What is being asked:
Return verbatim the lines that run from the one holding "column shown in this photo." to the end of the listing, both ends included, without the pictures.

══════════

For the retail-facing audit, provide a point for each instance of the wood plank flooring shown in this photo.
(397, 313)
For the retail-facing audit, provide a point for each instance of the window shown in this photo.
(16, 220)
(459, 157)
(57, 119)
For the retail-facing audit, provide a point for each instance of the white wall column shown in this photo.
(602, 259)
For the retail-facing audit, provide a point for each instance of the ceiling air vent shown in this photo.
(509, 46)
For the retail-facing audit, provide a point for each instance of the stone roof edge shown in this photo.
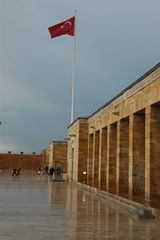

══════════

Problem solution:
For the retail-facing audit, provide a point for each instance of the white wall column shown in this photo.
(602, 259)
For the retail-facing audit, provide a point for each instance of the ceiling air vent shown in this photo.
(509, 46)
For the retail-facing audit, provide a point for each instance of the stone roof edge shown in this photo.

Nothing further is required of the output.